### Work request
Restate all of the data below word for word.

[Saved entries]
==================================================
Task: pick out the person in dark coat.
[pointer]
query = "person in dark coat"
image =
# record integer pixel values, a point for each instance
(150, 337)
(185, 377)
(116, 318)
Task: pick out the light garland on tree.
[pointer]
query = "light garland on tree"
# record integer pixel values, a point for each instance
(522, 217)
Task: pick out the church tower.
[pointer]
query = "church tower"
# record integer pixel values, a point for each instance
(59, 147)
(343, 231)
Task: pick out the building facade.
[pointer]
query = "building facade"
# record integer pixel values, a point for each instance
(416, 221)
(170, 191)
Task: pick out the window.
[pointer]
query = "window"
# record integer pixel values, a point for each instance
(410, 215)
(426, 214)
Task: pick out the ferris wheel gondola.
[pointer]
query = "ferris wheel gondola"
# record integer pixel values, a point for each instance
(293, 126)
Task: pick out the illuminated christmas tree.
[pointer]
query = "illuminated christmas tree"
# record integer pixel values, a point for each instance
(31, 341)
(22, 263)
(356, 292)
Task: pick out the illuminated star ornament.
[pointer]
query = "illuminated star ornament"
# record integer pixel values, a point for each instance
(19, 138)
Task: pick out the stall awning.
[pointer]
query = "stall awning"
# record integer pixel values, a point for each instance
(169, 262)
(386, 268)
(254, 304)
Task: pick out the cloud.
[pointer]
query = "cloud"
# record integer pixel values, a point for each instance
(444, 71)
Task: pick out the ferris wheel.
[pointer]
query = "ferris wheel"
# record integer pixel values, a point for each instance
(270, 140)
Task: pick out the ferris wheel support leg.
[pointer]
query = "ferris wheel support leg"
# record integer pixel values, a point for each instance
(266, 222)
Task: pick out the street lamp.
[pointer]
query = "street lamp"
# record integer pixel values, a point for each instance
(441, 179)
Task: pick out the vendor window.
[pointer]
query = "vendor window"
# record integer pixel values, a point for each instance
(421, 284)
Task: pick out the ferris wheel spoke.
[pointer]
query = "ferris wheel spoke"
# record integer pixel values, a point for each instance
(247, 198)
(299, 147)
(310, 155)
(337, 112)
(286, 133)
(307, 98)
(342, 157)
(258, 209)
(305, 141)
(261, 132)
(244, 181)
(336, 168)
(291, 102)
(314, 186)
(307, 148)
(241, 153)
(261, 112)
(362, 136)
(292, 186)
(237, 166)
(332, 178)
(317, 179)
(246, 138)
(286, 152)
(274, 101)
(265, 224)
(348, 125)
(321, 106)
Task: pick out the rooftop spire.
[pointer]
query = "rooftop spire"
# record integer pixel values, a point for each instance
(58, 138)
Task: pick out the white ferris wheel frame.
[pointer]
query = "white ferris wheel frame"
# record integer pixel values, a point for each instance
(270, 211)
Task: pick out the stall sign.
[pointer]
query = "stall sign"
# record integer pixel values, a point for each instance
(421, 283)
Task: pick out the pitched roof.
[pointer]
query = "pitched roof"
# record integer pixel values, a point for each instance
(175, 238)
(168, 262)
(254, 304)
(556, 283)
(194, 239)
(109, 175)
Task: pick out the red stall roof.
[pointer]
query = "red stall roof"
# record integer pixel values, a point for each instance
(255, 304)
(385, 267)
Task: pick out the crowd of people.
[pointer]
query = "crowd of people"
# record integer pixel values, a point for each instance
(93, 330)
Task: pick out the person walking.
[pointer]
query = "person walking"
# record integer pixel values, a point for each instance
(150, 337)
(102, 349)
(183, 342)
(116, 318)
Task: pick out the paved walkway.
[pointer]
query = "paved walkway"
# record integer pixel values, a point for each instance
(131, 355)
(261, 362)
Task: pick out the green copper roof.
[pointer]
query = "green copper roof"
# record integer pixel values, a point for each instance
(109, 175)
==================================================
### Response below
Task: pick out the person in dark coat.
[pointer]
query = "person in dark coat"
image =
# record integer pixel values, a point for each instance
(150, 337)
(185, 377)
(116, 318)
Task: pick out the light garland on tree.
[pointer]
query = "light garland on tree"
# record integer pixel values, a point for each instance
(522, 217)
Task: pick out the church tower.
[pointer]
query = "church tower"
# record integer pixel values, a point for each instance
(59, 147)
(343, 231)
Task: pick out the building facade.
[pointer]
query = "building facade"
# record integer pixel values, a point for each instance
(416, 221)
(170, 191)
Task: pick out the window.
[pointer]
query = "window"
# record integer pixel values, a point for each instance
(410, 215)
(426, 214)
Task: pick out the ferris wheel gondola.
[pointer]
query = "ferris wheel gondola"
# record integer pixel values, a point for each instance
(293, 126)
Task: pick out the illuminated christmas tree.
[pointer]
query = "illuminated christmas tree"
# record integer pixel values, a point for each instance
(31, 341)
(22, 263)
(356, 292)
Task: pick out the illuminated star ornament.
[pointer]
query = "illuminated star ornament"
# record integer pixel values, a point for each instance
(19, 138)
Task: pick out the stall awning.
[pointer]
query = "stall awning"
# record integer pixel values, a point for each instance
(169, 262)
(386, 268)
(254, 304)
Task: pick out the cloud.
[pointer]
query = "cloud"
# record integer pixel values, a point for each instance
(444, 71)
Task: pick out the ferris wheel.
[pointer]
query = "ferris wheel"
# record integer pixel values, a point for each instance
(270, 140)
Task: pick out the ferris wheel support leg.
[pointer]
query = "ferris wheel support leg"
# record integer pixel values, a point for each instance
(266, 222)
Task: pick out the street lamp.
[pointer]
query = "street lamp"
# record integer pixel values, a point for each instance
(441, 179)
Task: pick out the vendor window.
[pointer]
query = "vendor window"
# record integer pixel values, a point for each instance
(421, 284)
Task: pick out the ferris wheel spoke.
[pointer]
query = "ferris wheel spoke"
# record integer pixel values, a point for each instance
(247, 198)
(299, 147)
(310, 155)
(337, 112)
(286, 133)
(307, 98)
(342, 157)
(258, 209)
(305, 141)
(261, 132)
(244, 181)
(336, 168)
(291, 102)
(314, 186)
(307, 148)
(241, 153)
(261, 112)
(362, 136)
(292, 186)
(237, 166)
(332, 178)
(317, 179)
(246, 138)
(286, 152)
(274, 101)
(265, 224)
(348, 125)
(321, 106)
Task: pick out the rooftop spire.
[pointer]
query = "rooftop spire"
# record integer pixel values, a point for each instance
(58, 138)
Task: pick out the white ferris wheel frame.
[pointer]
query = "white ferris wheel frame"
# record integer pixel values, a point for each instance
(270, 211)
Task: pick out the stall sign.
[pointer]
query = "stall sign"
# record integer pixel values, a point for each instance
(421, 283)
Task: pick out the pitched roof.
[pointer]
query = "pitched roof"
# record integer pixel values, a point for each instance
(175, 238)
(168, 262)
(254, 304)
(556, 283)
(194, 239)
(109, 175)
Task: pick out the red stall roof.
[pointer]
query = "red stall roof"
# record integer pixel values, a point for each instance
(255, 304)
(385, 267)
Task: pick out the crowd of people.
[pointer]
query = "crowd of people"
# record integer pixel values, a point for each instance
(93, 330)
Task: pick out the person walking.
[pointer]
query = "person walking"
# record integer pixel values, a point for each instance
(150, 337)
(102, 349)
(183, 342)
(116, 318)
Task: pick out the paved walkway.
[pointer]
query = "paved walkway"
# record integer pixel values, a point for each instance
(131, 355)
(261, 362)
Task: pick out the green copper roof.
[pointer]
query = "green copper roof"
# record integer pixel values, a point for each instance
(109, 175)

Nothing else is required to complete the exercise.